(Data items)
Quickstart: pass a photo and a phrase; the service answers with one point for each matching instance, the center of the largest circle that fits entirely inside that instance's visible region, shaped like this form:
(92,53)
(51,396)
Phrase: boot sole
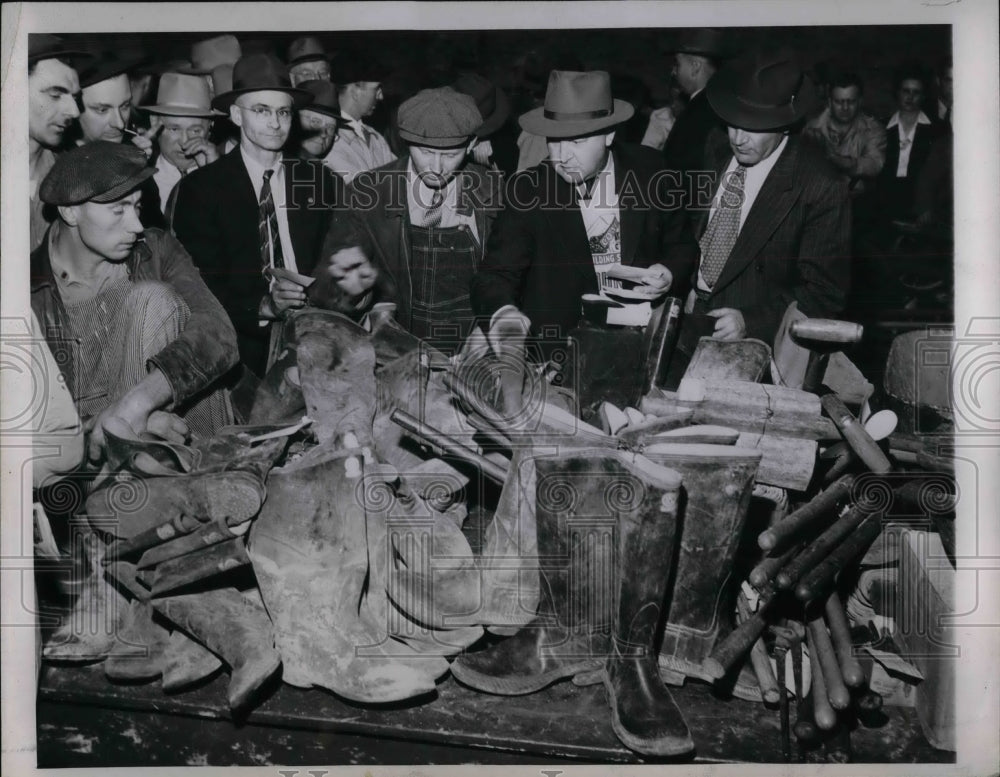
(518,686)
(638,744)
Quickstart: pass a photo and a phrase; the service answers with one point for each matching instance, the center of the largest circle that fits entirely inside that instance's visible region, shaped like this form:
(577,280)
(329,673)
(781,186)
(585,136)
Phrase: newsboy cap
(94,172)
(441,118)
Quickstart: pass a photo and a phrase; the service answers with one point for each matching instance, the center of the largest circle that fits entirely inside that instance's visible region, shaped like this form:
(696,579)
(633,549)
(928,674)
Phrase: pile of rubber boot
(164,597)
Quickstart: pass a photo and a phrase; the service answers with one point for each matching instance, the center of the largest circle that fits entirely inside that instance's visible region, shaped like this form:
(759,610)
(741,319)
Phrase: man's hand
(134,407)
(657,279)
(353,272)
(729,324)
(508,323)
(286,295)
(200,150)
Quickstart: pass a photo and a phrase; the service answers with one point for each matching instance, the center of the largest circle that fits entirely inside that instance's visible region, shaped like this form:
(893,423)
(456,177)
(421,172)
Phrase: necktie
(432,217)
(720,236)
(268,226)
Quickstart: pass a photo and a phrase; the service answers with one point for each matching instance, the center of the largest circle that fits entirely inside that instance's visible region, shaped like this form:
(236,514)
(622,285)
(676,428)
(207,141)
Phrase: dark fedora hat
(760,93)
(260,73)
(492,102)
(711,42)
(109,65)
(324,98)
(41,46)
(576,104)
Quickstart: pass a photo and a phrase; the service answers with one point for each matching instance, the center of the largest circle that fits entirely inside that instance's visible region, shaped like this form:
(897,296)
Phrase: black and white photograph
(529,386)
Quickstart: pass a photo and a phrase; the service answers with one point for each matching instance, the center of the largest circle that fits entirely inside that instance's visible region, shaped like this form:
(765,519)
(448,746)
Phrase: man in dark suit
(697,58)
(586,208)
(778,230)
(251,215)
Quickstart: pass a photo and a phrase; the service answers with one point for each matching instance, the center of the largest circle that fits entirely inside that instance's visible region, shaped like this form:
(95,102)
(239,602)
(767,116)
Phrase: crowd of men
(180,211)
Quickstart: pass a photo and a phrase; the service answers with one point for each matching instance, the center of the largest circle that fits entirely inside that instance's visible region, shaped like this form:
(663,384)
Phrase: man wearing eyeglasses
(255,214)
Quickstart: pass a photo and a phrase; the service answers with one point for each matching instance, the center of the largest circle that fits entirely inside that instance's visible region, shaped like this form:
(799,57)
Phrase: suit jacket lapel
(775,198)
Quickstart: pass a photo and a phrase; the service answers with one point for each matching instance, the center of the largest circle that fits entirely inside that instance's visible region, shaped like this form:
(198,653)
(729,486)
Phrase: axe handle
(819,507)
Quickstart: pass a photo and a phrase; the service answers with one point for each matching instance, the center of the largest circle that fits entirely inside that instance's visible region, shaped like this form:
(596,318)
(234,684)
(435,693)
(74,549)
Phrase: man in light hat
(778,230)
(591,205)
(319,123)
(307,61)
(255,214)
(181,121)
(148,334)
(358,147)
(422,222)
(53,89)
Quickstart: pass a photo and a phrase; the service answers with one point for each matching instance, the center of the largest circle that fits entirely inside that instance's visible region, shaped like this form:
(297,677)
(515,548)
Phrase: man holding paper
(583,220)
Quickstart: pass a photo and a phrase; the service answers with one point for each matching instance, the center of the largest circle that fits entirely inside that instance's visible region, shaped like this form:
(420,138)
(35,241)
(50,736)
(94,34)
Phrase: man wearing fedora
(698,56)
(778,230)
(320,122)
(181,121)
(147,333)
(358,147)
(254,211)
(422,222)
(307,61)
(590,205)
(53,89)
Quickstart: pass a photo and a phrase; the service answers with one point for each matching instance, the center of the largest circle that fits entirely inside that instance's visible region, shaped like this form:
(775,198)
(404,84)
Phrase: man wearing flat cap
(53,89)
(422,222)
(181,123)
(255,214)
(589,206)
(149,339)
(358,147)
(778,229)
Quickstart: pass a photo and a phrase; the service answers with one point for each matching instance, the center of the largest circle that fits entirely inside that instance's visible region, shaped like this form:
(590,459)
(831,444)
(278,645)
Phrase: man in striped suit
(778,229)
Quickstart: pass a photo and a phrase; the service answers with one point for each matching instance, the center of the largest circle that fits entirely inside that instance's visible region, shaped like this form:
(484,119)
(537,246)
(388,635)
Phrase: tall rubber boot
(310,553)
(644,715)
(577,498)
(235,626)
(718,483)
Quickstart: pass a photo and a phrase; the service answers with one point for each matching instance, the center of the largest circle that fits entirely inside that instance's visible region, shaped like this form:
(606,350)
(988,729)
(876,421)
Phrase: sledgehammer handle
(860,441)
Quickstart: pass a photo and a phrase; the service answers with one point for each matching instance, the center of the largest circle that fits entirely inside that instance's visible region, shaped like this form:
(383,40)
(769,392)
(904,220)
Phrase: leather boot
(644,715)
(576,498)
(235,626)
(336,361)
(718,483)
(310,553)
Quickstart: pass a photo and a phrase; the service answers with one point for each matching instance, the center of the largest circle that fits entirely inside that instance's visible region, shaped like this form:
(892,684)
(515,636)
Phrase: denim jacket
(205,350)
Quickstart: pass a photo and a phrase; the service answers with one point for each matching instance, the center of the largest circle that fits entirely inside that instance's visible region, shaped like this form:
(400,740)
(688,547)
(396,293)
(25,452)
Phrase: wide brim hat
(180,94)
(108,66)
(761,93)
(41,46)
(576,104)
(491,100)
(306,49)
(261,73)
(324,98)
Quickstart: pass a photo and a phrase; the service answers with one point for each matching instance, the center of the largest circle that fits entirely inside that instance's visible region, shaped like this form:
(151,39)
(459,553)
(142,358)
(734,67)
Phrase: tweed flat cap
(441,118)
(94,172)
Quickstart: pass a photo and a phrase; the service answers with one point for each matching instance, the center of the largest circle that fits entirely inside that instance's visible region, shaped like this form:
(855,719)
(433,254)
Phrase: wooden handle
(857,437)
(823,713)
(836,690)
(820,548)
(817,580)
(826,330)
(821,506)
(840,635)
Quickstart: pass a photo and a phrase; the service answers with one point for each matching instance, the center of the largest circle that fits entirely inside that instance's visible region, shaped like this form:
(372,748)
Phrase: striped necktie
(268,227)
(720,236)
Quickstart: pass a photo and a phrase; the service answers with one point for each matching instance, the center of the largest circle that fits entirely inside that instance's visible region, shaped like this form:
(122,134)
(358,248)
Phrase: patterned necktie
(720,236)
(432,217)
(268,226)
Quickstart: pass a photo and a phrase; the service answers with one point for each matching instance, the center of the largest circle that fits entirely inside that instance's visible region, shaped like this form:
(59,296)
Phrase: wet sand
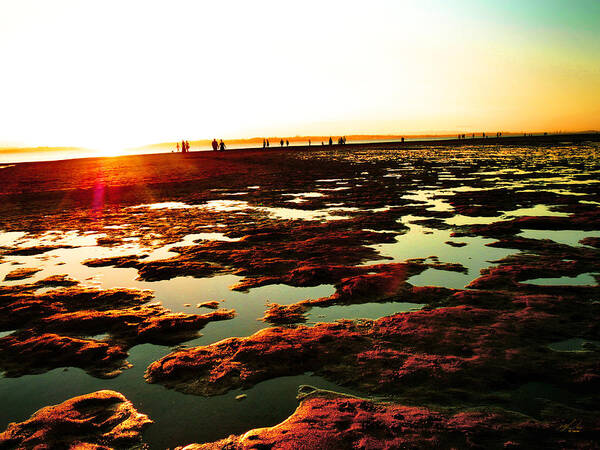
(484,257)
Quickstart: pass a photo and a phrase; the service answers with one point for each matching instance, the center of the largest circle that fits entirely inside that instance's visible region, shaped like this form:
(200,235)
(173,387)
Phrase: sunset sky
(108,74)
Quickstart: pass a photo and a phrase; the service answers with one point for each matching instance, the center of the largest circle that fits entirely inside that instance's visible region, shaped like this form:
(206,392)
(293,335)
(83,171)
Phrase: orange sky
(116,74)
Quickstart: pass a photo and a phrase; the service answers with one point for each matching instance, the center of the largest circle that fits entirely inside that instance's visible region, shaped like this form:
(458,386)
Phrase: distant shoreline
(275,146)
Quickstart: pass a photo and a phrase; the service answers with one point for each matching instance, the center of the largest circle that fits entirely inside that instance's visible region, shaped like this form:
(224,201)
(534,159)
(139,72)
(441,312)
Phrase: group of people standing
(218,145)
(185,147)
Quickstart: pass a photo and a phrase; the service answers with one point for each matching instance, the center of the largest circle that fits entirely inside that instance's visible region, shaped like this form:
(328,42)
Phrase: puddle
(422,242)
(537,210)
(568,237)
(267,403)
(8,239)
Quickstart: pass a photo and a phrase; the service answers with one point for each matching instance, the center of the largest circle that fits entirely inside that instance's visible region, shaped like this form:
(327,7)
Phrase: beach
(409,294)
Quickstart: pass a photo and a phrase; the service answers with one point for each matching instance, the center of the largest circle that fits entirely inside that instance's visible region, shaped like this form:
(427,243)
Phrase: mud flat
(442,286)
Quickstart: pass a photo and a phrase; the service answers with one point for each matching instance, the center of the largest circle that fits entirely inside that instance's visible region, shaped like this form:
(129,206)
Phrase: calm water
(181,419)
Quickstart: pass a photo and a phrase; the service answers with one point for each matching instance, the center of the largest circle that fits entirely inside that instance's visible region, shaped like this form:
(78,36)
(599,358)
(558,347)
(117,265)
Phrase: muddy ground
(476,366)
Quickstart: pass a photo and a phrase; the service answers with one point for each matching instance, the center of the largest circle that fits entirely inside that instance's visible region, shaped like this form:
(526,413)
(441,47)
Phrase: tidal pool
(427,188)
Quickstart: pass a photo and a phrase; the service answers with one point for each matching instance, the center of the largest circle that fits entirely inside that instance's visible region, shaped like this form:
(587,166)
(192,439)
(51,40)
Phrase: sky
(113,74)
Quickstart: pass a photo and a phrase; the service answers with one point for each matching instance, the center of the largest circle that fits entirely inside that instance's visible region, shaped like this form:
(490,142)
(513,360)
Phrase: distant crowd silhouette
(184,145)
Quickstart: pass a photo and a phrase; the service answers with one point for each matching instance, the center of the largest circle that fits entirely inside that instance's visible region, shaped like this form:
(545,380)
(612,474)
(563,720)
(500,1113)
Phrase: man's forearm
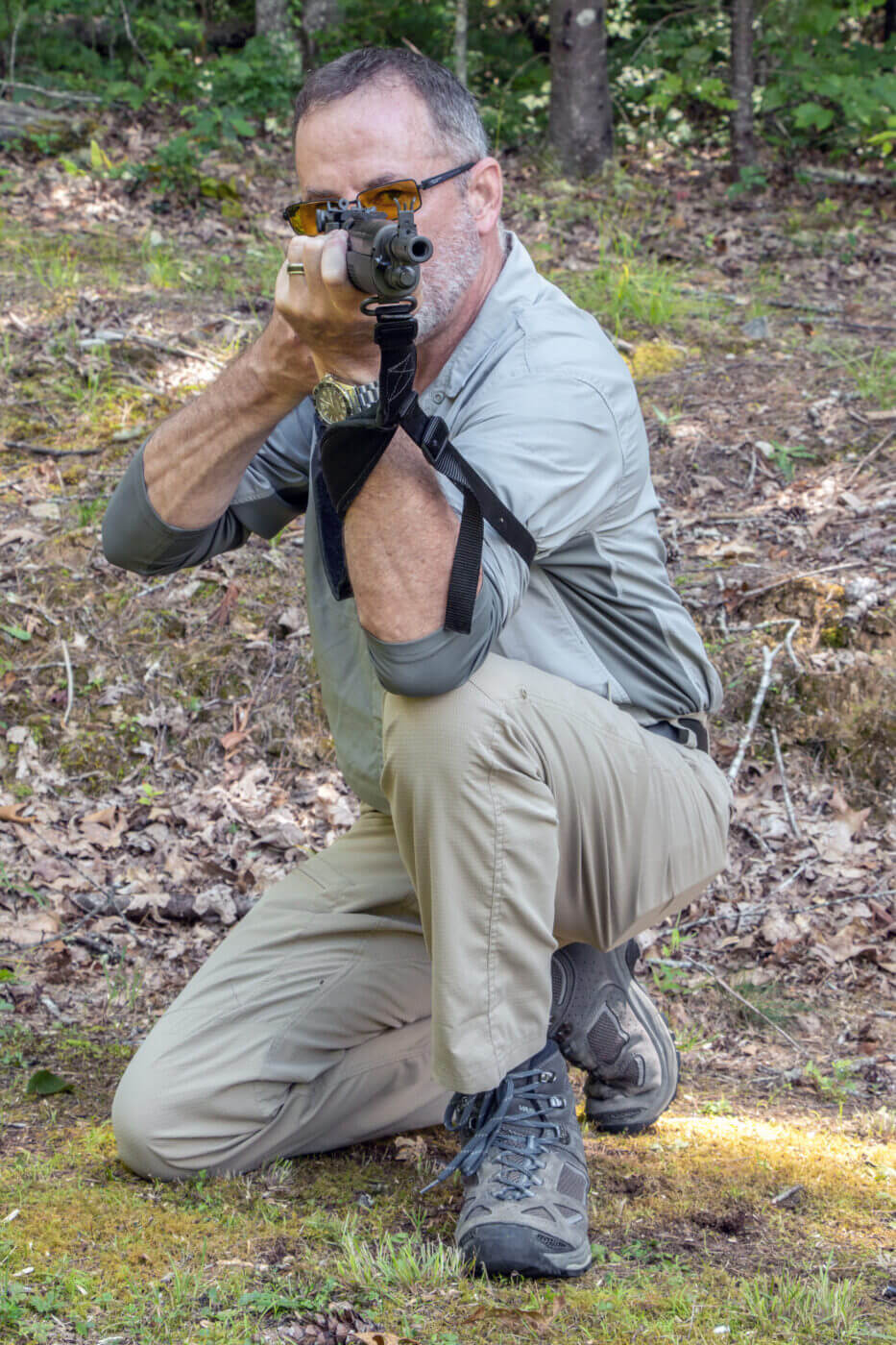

• _Given exercise_: Return every line from the items above that contains the word "handle", matching its case exactly.

• _Result_:
Phrase: axe handle
Phrase: sledgehammer handle
Phrase: wooden handle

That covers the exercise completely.